11
votes

My dataframes contains one field which is a date and it appears in the string format, as example

'2015-07-02T11:22:21.050Z'

I need to filter the DataFrame on the date to get only the records in the last week. So, I was trying a map approach where I transformed the string dates to datetime objects with strptime:

def map_to_datetime(row):
     format_string = '%Y-%m-%dT%H:%M:%S.%fZ'
     row.date = datetime.strptime(row.date, format_string)

df = df.map(map_to_datetime)

and then I would apply a filter as

df.filter(lambda row:
    row.date >= (datetime.today() - timedelta(days=7)))

I manage to get the mapping working but the filter fails with

TypeError: condition should be string or Column

Is there a way to use a filtering in a way that works or should I change the approach and how?

2

2 Answers

14
votes

I figured out a way to solve my problem by using the SparkSQL API with dates in String format.

Here is an example:

last_week = (datetime.today() - timedelta(days=7)).strftime(format='%Y-%m-%d')

new_df = df.where(df.date >= last_week)
10
votes

Spark >= 1.5

You can use INTERVAL

from pyspark.sql.functions import expr, current_date

df_casted.where(col("dt") >= current_date() - expr("INTERVAL 7 days"))

* * * *

» **Stated problem 1**
From the Spark date-filtering thread, extract the passage starting with "I need to filter" and going on through "(datetime.today() - timedelta(days=7)))".
» **Stated problem 2**
In the Spark date-filtering thread, list every percent-sign directive in the string assigned to format_string.
» **Stated problem 3**
Carry on the thread about filtering a Spark DataFrame by date, beginning after its last line.

* * * *

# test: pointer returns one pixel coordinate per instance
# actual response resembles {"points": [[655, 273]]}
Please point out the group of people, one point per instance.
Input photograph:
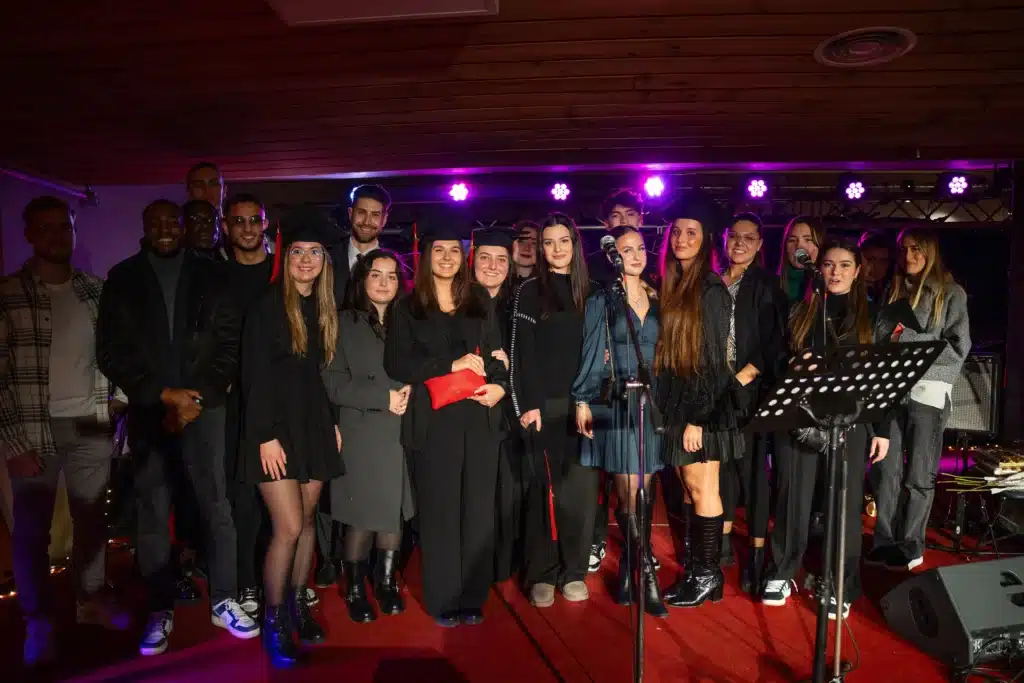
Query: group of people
{"points": [[482, 407]]}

* * * *

» **Reply 1**
I need to filter the DataFrame on the date to get only the records in the last week. So, I was trying a map approach where I transformed the string dates to datetime objects with strptime:

def map_to_datetime(row):
     format_string = '%Y-%m-%dT%H:%M:%S.%fZ'
     row.date = datetime.strptime(row.date, format_string)

df = df.map(map_to_datetime)

and then I would apply a filter as

df.filter(lambda row:
    row.date >= (datetime.today() - timedelta(days=7)))

» **Reply 2**
%Y, %m, %d, %H, %M, %S, %f

» **Reply 3**
Spark < 1.5

You can solve this without using worker side Python code and switching to RDDs. First of all, since you use ISO 8601 string, your data can be directly casted to date or timestamp:

from pyspark.sql.functions import col

df = sc.parallelize([
    ('2015-07-02T11:22:21.050Z', ),
    ('2016-03-20T21:00:00.000Z', )
]).toDF(("d_str", ))

df_casted = df.select("*",
    col("d_str").cast("date").alias("dt"), 
    col("d_str").cast("timestamp").alias("ts"))

This will save one roundtrip between JVM and Python. There are also a few way you can approach the second part. Date only:

from pyspark.sql.functions import current_date, datediff, unix_timestamp

df_casted.where(datediff(current_date(), col("dt")) < 7)

Timestamps:

def days(i: int) -> int:
    return 60 * 60 * 24 * i

df_casted.where(unix_timestamp() - col("ts").cast("long") < days(7))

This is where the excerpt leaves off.